Previously we suggested that if we think of commutative algebras as secretly being functions on some sort of spaces, we should correspondingly think of cocommutative coalgebras as secretly being distributions on some sort of spaces. In this post we’ll describe what these spaces are in the language of algebraic geometry.

Let $D$ be a cocommutative coalgebra over a commutative ring $k$. If we want to make sense of $D$ as defining an algebro-geometric object, it needs to have a functor of points on commutative $k$-algebras. Here it is:

$\displaystyle D(-) : \text{CAlg}(k) \ni R \mapsto |D \otimes_k R| \in \text{Set}$.

In words, the functor of points of a cocommutative coalgebra $D$ sends a commutative $k$-algebra $R$ to the set $|D \otimes_k R|$ of setlike elements of $D \otimes_k R$. In the rest of this post we’ll work through some examples.

Sets

Recall that if $X$ is a set then $k[X]$ is a cocommutative coalgebra with comultiplication coming from the diagonal $\Delta : X \to X \times X$. More explicitly, the comultiplication is determined by the condition that $\Delta(x) = x \otimes x$ for all $x \in X$.

The functor of points of this coalgebra sends a commutative $k$-algebra $R$ to the set of setlike elements of $R[X]$, and as we computed before, these are precisely the elements of the form $\sum_x r_x x$ where

$\displaystyle r_x r_y = \begin{cases} r_x & \text{ if } x = y \\ 0 & \text{ otherwise} \end{cases}$

and $\displaystyle \sum r_x = 1$, or equivalently $r_x$ is a complete orthogonal set of idempotents in $R$. Together, the $r_x$ determine a direct product decomposition

$\displaystyle R \cong \prod_x R r_x \cong \prod_x R/(r_x)$

which geometrically corresponds to a decomposition of $\text{Spec } R$ into disjoint components $\text{Spec } R r_x \cong \text{Spec } R/(r_x)$. As mentioned previously, the data of such a decomposition is equivalent to the data of a continuous function from the Pierce spectrum $\pi_0(\text{Spec } R)$ to $X$.

In other words, $|R[X]|$ consists of “locally constant functions from $\text{Spec } R$ to $X$.”

We can also equip $X$ with a group structure, and then $k[X]$, with the usual Hopf algebra structure, has a functor of points sending a commutative $k$-algebra $R$ to the group of continuous functions from $\pi_0(\text{Spec } R)$ to $X$, with pointwise product.

Finite-dimensional algebras

Now we restrict to the case that $k$ is a field.

Let $A$ be a finite-dimensional commutative $k$-algebra. Then the linear dual $A^{\ast}$ acquires a natural coalgebra structure given by dualizing the algebra structure on $A$. (We don’t need commutativity to say this.) More explicitly, if $f : A \to k$ is an element of $A^{\ast}$, then the comultiplication is

$\displaystyle \Delta(f) = \left( a \otimes b \mapsto f(ab) \right) \in (A \otimes A)^{\ast} \cong A^{\ast} \otimes A^{\ast}$

and the counit is

$\varepsilon(f) = f(1)$.

PROMPT 1: Using the post on cocommutative coalgebras, explain why $|R[X]|$ amounts to locally constant functions from $\text{Spec } R$ to $X$.
PROMPT 2: In the post on cocommutative coalgebras, what is the counit of the coalgebra structure on $A^{\ast}$?
PROMPT 3: Carry on the post on cocommutative coalgebras from its last sentence.

[Rows from a dataset]
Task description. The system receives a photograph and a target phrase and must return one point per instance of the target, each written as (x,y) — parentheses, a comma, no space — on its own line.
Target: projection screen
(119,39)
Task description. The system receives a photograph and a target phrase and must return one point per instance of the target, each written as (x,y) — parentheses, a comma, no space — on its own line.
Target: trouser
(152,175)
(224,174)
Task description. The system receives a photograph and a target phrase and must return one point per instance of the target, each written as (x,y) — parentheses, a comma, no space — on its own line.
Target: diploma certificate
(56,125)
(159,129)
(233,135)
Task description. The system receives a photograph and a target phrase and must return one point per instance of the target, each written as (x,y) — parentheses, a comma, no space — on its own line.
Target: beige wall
---
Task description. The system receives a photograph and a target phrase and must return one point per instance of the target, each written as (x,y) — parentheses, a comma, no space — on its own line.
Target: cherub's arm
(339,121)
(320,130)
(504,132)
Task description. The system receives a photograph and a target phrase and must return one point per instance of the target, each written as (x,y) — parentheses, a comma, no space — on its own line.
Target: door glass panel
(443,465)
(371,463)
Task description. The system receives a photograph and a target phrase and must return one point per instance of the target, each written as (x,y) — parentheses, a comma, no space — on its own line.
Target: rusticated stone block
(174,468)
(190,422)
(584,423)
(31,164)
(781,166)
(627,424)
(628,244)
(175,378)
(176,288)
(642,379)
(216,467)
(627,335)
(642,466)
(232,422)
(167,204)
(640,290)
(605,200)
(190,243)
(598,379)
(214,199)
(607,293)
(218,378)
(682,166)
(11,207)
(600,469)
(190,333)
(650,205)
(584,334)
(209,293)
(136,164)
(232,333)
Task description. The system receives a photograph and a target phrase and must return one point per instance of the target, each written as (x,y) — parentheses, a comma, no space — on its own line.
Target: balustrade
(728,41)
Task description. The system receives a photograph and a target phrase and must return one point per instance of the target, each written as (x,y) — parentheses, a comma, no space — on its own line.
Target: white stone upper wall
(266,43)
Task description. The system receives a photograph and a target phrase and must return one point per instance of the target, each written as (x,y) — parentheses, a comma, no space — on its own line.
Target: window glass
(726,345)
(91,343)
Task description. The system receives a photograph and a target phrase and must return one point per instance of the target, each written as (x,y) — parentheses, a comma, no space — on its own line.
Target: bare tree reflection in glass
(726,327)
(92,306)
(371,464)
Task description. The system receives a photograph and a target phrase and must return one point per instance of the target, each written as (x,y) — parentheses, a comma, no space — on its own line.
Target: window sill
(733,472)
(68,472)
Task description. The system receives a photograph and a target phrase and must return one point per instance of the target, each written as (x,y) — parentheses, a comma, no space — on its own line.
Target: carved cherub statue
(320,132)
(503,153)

TASK RESPONSE 1: The setlike elements of $R[X]$ are the sums $\sum_x r_x x$ whose coefficients $r_x$ form a complete orthogonal set of idempotents in $R$. These idempotents decompose $R$ as a direct product, which splits $\text{Spec } R$ into disjoint components $\text{Spec } R r_x$. Such a decomposition is equivalent to a continuous function from the Pierce spectrum $\pi_0(\text{Spec } R)$ to $X$.

TASK RESPONSE 2: $\varepsilon(f) = f(1)$.

TASK RESPONSE 3:
On the other hand,

$\displaystyle f \otimes f = \left( a \otimes b \mapsto f(a) f(b) \right) \in A^{\ast} \otimes A^{\ast}$.

We conclude the following.

Lemma: A linear functional $f : A \to k$ is setlike if and only if $f(ab) = f(a) f(b)$ for all $a, b \in A$ and $f(1) = 1$; in other words, if and only if $f$ is a morphism of $k$-algebras.

More generally, because $A$ is a finite-dimensional $k$-vector space, if $R$ is any commutative $k$-algebra then the natural map

$\displaystyle A^{\ast} \otimes_k R \to \text{Hom}_k(A, R)$

is an isomorphism. We can check that it’s even an isomorphism of coalgebras, and exactly the same computation as above shows the following.

Corollary: An element of $A^{\ast} \otimes_k R$ is setlike if and only if the corresponding element of $\text{Hom}_k(A, R)$ is a morphism of $k$-algebras.

Hence the functor of points of $A^{\ast}$ as a coalgebra is precisely the functor of points of $A$ as an algebra: setlike elements of $A^{\ast} \otimes_k R$ correspond to morphisms $\text{Spec } R \to \text{Spec } A$ of affine schemes over $k$.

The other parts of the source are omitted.